## Task details
Only the lines below starting at the one containing "Target: ground floor window" and ending at the one containing "Target: utility wire" belong in the answer, each copied exactly.

## Extracted data
^^^^^^^^

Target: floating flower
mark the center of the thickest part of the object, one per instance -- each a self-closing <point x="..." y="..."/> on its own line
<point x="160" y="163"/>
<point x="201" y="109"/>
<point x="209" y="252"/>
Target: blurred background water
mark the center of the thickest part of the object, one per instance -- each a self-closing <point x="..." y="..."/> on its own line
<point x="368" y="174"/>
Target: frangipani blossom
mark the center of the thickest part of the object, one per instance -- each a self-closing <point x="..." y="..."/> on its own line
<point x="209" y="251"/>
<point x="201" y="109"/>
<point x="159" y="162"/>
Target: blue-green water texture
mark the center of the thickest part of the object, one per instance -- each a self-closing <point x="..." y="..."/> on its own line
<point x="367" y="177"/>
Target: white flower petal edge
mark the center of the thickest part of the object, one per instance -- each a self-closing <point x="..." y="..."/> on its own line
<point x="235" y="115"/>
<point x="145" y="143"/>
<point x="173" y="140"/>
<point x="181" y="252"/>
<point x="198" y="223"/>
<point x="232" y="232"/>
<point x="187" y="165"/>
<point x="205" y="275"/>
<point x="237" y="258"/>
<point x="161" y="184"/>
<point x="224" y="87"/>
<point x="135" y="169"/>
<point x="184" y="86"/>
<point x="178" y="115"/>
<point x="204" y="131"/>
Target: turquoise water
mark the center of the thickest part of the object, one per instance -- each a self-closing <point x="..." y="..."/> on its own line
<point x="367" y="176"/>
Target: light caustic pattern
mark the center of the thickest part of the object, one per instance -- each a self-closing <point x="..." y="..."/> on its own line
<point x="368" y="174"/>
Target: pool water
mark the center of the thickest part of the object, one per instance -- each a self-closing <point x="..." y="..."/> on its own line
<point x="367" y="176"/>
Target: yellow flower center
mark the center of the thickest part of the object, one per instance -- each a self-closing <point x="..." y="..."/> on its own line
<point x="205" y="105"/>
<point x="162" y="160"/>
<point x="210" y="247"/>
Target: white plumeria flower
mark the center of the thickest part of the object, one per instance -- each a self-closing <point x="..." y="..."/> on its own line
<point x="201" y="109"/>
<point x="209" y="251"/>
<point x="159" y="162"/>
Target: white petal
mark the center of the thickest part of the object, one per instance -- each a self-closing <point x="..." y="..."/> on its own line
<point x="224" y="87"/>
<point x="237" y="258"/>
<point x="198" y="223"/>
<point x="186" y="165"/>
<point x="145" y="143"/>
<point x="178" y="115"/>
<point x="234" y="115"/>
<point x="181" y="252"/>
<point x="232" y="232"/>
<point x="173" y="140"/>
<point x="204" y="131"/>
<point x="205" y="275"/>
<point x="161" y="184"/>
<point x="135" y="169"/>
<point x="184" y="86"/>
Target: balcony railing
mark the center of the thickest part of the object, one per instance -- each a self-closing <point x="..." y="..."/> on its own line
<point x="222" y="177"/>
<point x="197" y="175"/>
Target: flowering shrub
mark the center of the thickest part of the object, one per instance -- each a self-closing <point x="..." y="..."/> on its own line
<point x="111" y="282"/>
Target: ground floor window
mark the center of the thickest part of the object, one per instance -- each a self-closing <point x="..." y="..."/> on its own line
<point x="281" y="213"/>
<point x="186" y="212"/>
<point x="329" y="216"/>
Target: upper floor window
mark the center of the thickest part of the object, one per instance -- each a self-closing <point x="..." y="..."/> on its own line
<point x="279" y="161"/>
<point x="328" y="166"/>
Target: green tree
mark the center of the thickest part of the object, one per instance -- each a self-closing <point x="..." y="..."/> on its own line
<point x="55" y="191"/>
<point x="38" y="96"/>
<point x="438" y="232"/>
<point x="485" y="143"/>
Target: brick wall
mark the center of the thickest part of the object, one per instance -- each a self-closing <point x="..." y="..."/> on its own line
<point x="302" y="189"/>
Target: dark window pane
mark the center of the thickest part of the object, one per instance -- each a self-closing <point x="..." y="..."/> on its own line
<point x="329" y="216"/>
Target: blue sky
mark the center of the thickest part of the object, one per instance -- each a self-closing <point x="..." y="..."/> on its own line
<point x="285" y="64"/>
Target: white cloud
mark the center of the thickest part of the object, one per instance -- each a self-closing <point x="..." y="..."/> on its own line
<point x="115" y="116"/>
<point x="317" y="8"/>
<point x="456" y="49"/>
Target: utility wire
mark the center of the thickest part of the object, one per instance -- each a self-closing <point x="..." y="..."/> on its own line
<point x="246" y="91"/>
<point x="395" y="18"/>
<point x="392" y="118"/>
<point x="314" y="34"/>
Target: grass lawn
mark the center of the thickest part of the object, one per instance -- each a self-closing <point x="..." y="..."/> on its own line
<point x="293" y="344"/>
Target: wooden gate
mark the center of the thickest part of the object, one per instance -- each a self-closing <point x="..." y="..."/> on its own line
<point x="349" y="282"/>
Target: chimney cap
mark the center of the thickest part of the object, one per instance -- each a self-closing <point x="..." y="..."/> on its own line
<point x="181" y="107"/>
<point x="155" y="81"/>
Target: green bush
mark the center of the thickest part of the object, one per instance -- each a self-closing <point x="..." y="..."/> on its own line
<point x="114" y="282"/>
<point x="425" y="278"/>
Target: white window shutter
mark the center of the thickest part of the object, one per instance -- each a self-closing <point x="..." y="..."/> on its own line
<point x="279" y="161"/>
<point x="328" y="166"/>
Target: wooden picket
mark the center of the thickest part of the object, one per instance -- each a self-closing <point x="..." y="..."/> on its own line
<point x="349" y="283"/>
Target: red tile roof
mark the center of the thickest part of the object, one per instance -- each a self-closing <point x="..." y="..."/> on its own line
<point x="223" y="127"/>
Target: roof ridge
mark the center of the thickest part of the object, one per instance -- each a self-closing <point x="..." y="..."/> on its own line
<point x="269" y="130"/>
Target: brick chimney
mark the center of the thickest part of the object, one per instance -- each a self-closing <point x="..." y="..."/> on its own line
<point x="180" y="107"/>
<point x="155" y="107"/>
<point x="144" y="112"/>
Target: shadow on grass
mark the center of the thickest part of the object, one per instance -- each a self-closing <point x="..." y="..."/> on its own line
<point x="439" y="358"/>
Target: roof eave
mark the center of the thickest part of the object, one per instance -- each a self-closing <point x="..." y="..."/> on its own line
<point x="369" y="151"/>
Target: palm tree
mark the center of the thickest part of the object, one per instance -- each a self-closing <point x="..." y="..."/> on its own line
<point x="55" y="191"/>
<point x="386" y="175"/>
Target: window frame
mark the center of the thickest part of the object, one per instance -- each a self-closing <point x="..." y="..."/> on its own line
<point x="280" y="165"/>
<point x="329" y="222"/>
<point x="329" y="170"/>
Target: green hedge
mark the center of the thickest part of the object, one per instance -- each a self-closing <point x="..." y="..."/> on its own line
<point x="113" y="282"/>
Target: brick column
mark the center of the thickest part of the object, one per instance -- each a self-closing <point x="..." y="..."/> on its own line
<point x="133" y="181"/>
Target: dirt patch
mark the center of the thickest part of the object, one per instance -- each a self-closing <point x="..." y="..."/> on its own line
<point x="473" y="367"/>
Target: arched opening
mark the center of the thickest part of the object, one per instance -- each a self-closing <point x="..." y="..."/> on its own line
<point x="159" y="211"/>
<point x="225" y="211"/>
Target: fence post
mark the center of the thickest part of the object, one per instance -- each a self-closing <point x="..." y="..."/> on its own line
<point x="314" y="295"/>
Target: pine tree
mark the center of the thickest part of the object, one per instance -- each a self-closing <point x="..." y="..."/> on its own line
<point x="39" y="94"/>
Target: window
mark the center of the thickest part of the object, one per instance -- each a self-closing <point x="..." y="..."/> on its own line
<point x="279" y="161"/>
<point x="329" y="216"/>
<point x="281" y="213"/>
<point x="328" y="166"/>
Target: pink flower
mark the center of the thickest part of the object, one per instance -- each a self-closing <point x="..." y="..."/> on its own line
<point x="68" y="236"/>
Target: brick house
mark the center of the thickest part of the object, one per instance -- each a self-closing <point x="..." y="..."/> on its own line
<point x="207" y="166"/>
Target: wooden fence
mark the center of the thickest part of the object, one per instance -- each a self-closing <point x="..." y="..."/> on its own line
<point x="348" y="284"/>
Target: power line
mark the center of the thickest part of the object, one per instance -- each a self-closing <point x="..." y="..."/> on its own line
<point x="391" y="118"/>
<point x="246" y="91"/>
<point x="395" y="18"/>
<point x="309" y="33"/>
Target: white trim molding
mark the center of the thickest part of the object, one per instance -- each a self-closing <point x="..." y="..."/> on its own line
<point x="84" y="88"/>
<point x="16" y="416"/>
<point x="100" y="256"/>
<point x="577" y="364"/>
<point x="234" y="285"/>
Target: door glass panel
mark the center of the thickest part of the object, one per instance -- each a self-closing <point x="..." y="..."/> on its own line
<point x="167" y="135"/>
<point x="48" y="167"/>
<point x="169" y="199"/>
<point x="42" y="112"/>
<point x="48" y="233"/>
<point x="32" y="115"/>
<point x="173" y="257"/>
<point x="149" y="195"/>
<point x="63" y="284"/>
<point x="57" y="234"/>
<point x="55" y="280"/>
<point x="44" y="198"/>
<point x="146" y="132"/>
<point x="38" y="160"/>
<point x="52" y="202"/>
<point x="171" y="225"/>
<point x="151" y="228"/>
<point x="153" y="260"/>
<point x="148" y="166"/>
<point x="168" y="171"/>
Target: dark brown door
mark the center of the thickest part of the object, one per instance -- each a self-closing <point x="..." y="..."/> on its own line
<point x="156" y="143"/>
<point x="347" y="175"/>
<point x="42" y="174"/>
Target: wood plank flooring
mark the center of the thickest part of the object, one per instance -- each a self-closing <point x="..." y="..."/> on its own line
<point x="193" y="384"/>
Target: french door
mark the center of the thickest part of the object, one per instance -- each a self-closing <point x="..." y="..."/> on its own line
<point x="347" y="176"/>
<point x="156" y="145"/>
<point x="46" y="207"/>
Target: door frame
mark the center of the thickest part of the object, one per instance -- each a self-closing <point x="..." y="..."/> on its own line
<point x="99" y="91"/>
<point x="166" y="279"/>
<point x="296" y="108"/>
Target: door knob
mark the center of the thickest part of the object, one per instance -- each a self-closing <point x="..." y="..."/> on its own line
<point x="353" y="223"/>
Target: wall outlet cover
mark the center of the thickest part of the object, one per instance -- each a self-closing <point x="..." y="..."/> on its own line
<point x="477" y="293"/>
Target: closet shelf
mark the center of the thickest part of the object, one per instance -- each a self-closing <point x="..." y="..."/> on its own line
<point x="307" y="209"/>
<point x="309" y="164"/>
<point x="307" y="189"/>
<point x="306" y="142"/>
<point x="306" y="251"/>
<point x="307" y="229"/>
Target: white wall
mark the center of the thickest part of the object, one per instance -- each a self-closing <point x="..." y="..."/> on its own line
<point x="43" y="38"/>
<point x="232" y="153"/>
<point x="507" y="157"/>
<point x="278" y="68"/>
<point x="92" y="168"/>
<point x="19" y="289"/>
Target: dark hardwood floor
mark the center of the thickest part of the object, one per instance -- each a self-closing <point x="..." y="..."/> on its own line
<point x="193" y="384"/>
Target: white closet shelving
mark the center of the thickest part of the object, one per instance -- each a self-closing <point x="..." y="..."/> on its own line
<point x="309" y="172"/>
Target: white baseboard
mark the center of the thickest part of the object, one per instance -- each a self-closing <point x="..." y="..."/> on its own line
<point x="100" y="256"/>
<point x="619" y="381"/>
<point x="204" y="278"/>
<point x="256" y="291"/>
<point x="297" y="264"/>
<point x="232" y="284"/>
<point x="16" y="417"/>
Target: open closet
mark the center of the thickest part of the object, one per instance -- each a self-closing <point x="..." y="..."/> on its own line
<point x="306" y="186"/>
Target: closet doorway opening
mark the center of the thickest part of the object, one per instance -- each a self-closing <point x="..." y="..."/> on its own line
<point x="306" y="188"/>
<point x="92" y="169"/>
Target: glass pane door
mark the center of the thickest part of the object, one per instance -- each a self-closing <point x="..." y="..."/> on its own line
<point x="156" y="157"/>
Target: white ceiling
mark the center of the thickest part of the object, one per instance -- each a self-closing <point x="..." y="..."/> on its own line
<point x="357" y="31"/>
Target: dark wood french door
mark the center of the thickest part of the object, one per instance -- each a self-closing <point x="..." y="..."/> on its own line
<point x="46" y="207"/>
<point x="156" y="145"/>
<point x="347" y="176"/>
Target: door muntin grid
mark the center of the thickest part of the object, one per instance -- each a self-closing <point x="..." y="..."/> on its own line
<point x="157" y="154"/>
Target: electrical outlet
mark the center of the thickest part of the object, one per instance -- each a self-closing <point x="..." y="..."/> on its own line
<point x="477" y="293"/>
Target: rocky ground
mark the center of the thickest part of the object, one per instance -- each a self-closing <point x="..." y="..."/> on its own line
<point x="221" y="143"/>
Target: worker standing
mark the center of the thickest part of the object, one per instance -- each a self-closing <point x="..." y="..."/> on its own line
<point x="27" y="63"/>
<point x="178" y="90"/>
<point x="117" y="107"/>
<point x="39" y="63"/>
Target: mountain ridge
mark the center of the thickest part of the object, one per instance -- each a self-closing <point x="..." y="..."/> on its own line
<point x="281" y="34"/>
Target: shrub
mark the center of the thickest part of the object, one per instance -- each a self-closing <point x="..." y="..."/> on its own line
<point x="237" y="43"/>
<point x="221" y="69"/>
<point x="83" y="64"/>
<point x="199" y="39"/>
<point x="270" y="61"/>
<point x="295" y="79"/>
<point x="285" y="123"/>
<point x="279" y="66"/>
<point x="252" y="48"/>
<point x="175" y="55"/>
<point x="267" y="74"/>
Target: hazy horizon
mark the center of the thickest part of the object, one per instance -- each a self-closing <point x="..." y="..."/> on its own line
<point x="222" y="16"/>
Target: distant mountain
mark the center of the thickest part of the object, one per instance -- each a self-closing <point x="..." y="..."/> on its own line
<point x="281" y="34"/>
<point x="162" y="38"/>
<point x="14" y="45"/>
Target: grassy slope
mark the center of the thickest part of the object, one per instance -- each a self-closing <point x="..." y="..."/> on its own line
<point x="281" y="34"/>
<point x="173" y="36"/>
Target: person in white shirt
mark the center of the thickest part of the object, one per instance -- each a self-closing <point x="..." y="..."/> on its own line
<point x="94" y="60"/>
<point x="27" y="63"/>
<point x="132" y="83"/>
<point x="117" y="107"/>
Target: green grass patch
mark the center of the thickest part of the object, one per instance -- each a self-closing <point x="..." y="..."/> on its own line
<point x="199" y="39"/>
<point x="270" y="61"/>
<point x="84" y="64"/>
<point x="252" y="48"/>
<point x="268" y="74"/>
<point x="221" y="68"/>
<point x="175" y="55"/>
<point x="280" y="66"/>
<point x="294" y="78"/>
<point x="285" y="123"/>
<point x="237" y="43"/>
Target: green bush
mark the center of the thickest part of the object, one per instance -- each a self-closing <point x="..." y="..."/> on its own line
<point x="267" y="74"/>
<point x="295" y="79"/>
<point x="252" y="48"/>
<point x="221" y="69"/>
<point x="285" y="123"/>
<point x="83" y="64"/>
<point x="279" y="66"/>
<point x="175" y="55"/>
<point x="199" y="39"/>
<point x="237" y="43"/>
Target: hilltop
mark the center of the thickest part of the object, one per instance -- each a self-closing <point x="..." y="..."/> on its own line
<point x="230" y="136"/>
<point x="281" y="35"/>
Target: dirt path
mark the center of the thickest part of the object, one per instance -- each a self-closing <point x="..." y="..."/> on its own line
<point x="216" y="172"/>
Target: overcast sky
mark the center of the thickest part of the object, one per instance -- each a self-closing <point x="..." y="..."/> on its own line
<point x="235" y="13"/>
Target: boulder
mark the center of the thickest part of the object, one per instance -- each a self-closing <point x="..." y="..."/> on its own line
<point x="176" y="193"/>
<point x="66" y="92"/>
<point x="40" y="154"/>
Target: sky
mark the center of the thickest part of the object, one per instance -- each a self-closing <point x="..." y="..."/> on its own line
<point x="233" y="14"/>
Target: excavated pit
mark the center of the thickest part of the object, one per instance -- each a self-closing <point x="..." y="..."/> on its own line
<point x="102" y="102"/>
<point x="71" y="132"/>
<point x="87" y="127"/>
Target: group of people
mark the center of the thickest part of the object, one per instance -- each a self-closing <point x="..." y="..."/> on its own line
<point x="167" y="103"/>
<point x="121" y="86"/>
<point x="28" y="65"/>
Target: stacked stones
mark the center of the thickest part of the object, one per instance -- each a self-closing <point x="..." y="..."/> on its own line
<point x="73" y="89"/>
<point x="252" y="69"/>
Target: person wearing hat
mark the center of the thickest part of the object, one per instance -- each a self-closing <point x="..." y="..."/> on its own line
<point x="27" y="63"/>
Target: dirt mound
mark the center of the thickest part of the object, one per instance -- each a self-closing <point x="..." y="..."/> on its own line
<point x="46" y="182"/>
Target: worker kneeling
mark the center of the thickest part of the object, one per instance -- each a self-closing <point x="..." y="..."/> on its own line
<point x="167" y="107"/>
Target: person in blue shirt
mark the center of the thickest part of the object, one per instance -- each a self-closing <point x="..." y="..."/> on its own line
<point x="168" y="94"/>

^^^^^^^^

## Your response
Target: ground floor window
mark the center of the thickest part of the object, one per instance -- each a self-closing <point x="..." y="..."/> on its own line
<point x="281" y="213"/>
<point x="186" y="212"/>
<point x="329" y="216"/>
Target: upper floor window
mark the center of the thickest part of the object, one per instance -- each a self-closing <point x="..." y="..."/> on its own line
<point x="279" y="161"/>
<point x="328" y="166"/>
Target: green tree
mark the center of the thickest part of the object, one per instance -- each a self-closing <point x="..." y="..."/> on its own line
<point x="55" y="191"/>
<point x="38" y="96"/>
<point x="438" y="232"/>
<point x="485" y="143"/>
Target: brick wall
mark the center of the thickest part of the object, one per instance -- each a self-closing <point x="..." y="..."/> on its own line
<point x="302" y="189"/>
Target: dark window pane
mark the center of the thickest part of the object, one per instance -- each a self-closing <point x="..." y="..."/> on its own line
<point x="329" y="216"/>
Target: blue sky
mark the center of the thickest part of the object, one per instance -- each a self-closing <point x="..." y="..."/> on its own line
<point x="285" y="64"/>
Target: white cloud
mark the center of the thickest part of the object, one per instance -- each a self-closing <point x="..." y="..."/> on its own line
<point x="115" y="116"/>
<point x="317" y="8"/>
<point x="456" y="49"/>
Target: utility wire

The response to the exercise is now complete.